Extrait fourni.

╭──

80.       Selon le paragraphe 27(3), qui traite des malfaçons existantes et non-apparentes au moment de la réception,  elles doivent être découvertes dans l’année qui suit la réception et dénoncées par écrit à l’entrepreneur et l’administrateur dans un délai raisonnable qui ne peut excéder 6 mois de la découverte de ces malfaçons.

81.      Selon la preuve présentée devant le Tribunal, la réception de la partie privative du bâtiment (l’unité 1306), appartenant au Bénéficiaire a eu lieu le 10 juillet 2014 et sa lettre de dénonciation à l’Entrepreneur avec copie à l’Administrateur est datée du 7 mars 2016. Ceci exclut automatiquement les travaux de parachèvement ou la réparation des malfaçons apparentes lors de la réception,  prévus aux paragraphes 27(1) et 27(2) du Règlement.

82.       Dans le cas des malfaçons existantes et non apparentes au moment de la réception, pour que le paragraphe 27(3) du Règlement puisse s’appliquer, il faudrait que la lettre de dénonciation du Bénéficiaire soit datée au plus tard dans les 6 mois qui suit l’expiration de la première année de la date de  réception de la partie privative, soit le 16 janvier 2016.

╰──

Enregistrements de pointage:
╭──

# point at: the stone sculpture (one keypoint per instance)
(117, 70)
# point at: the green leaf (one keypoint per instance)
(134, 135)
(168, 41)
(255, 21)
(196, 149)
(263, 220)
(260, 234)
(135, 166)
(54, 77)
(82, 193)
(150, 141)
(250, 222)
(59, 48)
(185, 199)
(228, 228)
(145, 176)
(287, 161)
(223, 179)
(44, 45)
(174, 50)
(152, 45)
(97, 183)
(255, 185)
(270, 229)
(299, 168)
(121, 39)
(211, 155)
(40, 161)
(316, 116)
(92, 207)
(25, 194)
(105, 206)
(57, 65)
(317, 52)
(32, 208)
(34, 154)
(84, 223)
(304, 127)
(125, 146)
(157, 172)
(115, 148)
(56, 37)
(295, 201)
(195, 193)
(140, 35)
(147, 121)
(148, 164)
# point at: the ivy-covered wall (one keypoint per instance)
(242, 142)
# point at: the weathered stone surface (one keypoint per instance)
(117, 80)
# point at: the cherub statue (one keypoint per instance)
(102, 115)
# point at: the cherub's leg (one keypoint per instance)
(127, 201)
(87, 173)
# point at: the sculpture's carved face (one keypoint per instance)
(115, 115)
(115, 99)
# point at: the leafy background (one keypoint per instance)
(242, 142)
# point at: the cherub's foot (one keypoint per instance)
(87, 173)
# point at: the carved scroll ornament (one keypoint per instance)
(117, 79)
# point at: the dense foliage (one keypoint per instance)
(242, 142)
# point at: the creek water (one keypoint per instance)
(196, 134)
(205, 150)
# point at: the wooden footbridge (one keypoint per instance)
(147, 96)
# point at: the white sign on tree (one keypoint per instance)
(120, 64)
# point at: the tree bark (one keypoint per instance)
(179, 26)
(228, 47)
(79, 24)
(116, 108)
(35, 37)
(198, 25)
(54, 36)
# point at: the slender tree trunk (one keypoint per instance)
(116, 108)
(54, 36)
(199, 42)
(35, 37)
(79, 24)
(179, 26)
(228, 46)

╰──

Court exercice A.
Pour chacun des énoncés ci-dessous, répondez par oui ou par non selon l'extrait, en citant mot pour mot les termes qui tranchent.
(i) Les malfaçons non apparentes lors de la réception doivent être découvertes dans l'année suivant la réception.
(ii) La dénonciation de ces malfaçons peut se faire de vive voix.
(iii) La réception de l'unité 1306 a eu lieu en 2016.
Court exercice B.
Répondez à ces questions d'après l'extrait.
(i) Quel délai maximal après la découverte des malfaçons est accordé pour les dénoncer ?
(ii) De quelle date est la lettre de dénonciation du Bénéficiaire ?
(iii) Quel numéro porte l'unité constituant la partie privative du Bénéficiaire ?
Court exercice C.
Relevez tous les paragraphes du Règlement mentionnés dans l'extrait.
Les enregistrements n'ont aucun rapport avec l'extrait.

Réponse A.
(i) Oui : « elles doivent être découvertes dans l’année qui suit la réception »
(ii) Non : « dénoncées par écrit à l’entrepreneur et l’administrateur »
(iii) Non : « a eu lieu le 10 juillet 2014 »

Réponse B.
(i) 6 mois
(ii) Du 7 mars 2016
(iii) 1306

Réponse C.
27(1), 27(2), 27(3)